**What to do**
Retype only what runs from the first line of the records to the line with "Q: Locate the neck", inclusive, and no pictures.

**Supplied records**
'''
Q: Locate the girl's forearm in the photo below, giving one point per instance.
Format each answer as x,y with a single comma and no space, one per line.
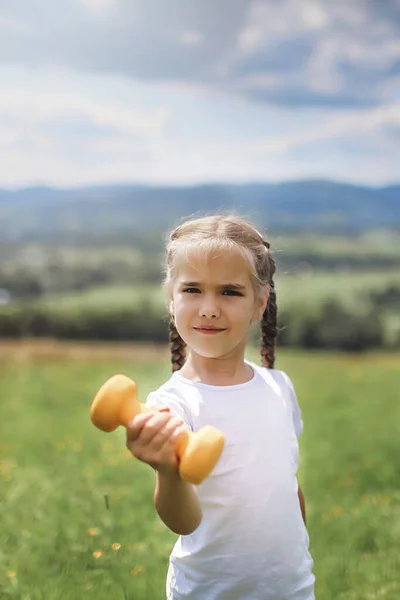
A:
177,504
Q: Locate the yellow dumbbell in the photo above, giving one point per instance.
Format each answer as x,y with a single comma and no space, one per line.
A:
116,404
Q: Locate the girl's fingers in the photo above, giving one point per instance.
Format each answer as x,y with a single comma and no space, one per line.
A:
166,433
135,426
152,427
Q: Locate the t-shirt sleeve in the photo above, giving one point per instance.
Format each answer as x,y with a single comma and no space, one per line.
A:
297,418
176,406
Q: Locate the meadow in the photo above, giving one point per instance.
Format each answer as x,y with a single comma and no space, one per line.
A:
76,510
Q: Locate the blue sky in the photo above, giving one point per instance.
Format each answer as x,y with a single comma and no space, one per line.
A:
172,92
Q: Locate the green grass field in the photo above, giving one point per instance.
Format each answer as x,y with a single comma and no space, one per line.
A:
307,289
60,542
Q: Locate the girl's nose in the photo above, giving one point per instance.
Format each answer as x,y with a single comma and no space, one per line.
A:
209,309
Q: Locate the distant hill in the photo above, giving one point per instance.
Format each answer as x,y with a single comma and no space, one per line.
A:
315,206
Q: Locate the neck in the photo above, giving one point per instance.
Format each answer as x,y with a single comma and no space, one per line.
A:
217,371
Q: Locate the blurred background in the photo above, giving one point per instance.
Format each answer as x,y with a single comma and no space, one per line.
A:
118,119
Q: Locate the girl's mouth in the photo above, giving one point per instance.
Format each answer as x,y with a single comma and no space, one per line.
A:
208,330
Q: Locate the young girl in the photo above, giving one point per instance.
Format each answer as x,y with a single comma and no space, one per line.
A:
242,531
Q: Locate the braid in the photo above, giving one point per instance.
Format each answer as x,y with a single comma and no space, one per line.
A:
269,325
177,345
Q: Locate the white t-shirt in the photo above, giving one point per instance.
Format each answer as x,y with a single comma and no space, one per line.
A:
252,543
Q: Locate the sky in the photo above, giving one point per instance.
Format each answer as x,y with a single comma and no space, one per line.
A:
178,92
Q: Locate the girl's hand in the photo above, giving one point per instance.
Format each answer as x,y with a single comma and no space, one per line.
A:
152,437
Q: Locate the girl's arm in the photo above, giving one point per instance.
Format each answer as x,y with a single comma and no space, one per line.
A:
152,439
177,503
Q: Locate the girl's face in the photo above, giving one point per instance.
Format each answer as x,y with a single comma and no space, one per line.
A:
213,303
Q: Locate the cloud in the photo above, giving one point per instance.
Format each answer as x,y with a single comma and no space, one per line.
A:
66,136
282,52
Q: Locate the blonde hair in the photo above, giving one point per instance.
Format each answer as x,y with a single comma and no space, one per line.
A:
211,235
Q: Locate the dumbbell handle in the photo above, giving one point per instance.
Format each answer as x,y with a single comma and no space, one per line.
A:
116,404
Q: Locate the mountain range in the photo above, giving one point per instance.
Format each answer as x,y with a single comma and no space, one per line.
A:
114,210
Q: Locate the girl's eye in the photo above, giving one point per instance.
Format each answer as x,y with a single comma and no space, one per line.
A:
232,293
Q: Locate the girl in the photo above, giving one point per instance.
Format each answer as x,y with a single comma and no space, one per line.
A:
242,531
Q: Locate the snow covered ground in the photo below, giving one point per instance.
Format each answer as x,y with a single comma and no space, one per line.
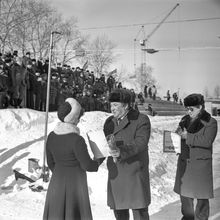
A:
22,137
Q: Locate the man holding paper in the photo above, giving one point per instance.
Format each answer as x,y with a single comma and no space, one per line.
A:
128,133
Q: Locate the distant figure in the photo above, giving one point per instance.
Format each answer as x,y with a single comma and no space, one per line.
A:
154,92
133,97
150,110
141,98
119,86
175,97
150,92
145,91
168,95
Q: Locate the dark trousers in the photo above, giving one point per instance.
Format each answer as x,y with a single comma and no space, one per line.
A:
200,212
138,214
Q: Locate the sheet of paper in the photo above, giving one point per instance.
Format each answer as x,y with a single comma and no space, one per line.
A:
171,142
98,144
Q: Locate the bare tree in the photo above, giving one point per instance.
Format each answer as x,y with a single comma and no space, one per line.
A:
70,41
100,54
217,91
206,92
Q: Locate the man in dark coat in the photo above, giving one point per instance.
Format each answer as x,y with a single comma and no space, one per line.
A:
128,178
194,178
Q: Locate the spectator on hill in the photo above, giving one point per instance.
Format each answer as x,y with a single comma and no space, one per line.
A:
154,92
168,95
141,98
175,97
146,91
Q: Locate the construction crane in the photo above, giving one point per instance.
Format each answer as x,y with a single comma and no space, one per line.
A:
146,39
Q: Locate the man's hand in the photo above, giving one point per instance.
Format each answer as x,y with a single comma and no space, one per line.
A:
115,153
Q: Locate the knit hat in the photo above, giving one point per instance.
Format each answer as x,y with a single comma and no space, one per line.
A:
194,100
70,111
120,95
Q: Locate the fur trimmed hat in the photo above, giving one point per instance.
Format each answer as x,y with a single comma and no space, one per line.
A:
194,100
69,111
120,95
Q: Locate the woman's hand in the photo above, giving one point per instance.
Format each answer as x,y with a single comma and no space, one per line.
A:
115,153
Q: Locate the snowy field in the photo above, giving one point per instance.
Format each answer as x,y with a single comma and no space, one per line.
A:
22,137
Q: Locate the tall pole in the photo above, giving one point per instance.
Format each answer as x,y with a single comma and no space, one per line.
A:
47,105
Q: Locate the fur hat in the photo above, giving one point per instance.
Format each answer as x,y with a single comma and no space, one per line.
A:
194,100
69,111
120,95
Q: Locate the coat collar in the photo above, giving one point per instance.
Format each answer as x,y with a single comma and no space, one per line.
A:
'''
**Response for this exercise**
Q: Locate the girl's forearm in the photo below, giving one point per instance.
Format each answer as x,y with a single comma and no space, one per line.
A:
177,504
Q: Locate the yellow dumbbell in the photo above, giving one point per instance.
Format each answer as x,y with a single comma and no space, one per line.
A:
116,404
Q: Locate the girl's fingers in the photo above, giving one point per instance.
Format each answer as x,y with a single comma and no space, one per line.
A:
166,433
135,426
152,427
Q: Locate the t-shirt sleeve in the photo above, giving one point per instance.
Format each answer as x,y with a single comma and no space, one per line.
A:
297,418
176,406
Q: Locate the meadow in the photo above, giving one point per instance.
Format each answer as x,y with a single comma and no space, one per line.
A:
76,510
Q: Locate the blue sky in the photo above, giving one point per instance.
Format each answer as x,y with a single comma and no space, one per line.
A:
172,92
Q: Locate the green grass field in the photo above, giving one point per instance.
Format each answer as x,y with a single comma and no space, one per line.
A:
307,289
60,542
Q: Locate the girl's nose in the photo above, giving one point per instance.
Format each answer as x,y with a single comma and no space, one per line.
A:
209,309
Q: Locate the distant hill in the photo above, giving one point per instance.
Format each answer as x,y with a single comma and no space, one per line.
A:
315,206
Q: Locate the neck in the photo above, giving one point per instance.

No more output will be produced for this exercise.